TEXTO FORNECIDO:
+---+

Os manifestantes atendem à convocação de conservadores e de extrema direita que organizaram o evento nas redes sociais. São relativamente pequenos. Os dois mais numerosos, Endireita Brasil – Chapecó e Chapeco e o Brasil contra a Corrupção têm, respectivamente, 4,1 mil e 3,8 mil seguidores. O site do Endireita anuncia o protesto diante da loja Havan, num local a 650 metros da praça Coronel Bertaso. Um internauta comenta no perfil do grupo: “Eu vi um evento que não é do PT marcado para ser lá [na praça]”. Os administradores. “É do MBL, não sei de onde saíram. Mas vamos seguir os protocolos de segurança e será na Havan.” Não seguiram – e se postaram diante do local reservado para o comício junto à prefeitura três dias antes.

Os militantes pró-Lula são mais diversos. Há muito mais mulheres, negros e pardos. Trajam camisetas do partido, de movimentos sociais (sobretudo MST) e de sindicatos. A eles se somariam indígenas das aldeias da cidade – a região de Chapecó tem áreas indígenas da nação caingangue. Famílias inteiras trabalham na praça como ambulantes, vendendo artesanato indígena e flores de macela, usadas em chás calmantes. Ao longo do dia, a presença de público não ligado a movimentos sociais foi aumentando até chegar a cerca de 2 mil pessoas.

+---+

INFORMAÇÕES REGISTRADAS:
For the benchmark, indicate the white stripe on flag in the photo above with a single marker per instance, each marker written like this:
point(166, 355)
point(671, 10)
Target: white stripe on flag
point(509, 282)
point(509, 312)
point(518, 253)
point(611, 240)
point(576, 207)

+---+

TAREFA CURTA: Devolva na íntegra o texto sobre as manifestações em Chapecó, sem alterar nenhuma palavra nem a pontuação.

EXERCÍCIO RESOLVIDO:
Os manifestantes atendem à convocação de conservadores e de extrema direita que organizaram o evento nas redes sociais. São relativamente pequenos. Os dois mais numerosos, Endireita Brasil – Chapecó e Chapeco e o Brasil contra a Corrupção têm, respectivamente, 4,1 mil e 3,8 mil seguidores. O site do Endireita anuncia o protesto diante da loja Havan, num local a 650 metros da praça Coronel Bertaso. Um internauta comenta no perfil do grupo: “Eu vi um evento que não é do PT marcado para ser lá [na praça]”. Os administradores. “É do MBL, não sei de onde saíram. Mas vamos seguir os protocolos de segurança e será na Havan.” Não seguiram – e se postaram diante do local reservado para o comício junto à prefeitura três dias antes.

Os militantes pró-Lula são mais diversos. Há muito mais mulheres, negros e pardos. Trajam camisetas do partido, de movimentos sociais (sobretudo MST) e de sindicatos. A eles se somariam indígenas das aldeias da cidade – a região de Chapecó tem áreas indígenas da nação caingangue. Famílias inteiras trabalham na praça como ambulantes, vendendo artesanato indígena e flores de macela, usadas em chás calmantes. Ao longo do dia, a presença de público não ligado a movimentos sociais foi aumentando até chegar a cerca de 2 mil pessoas.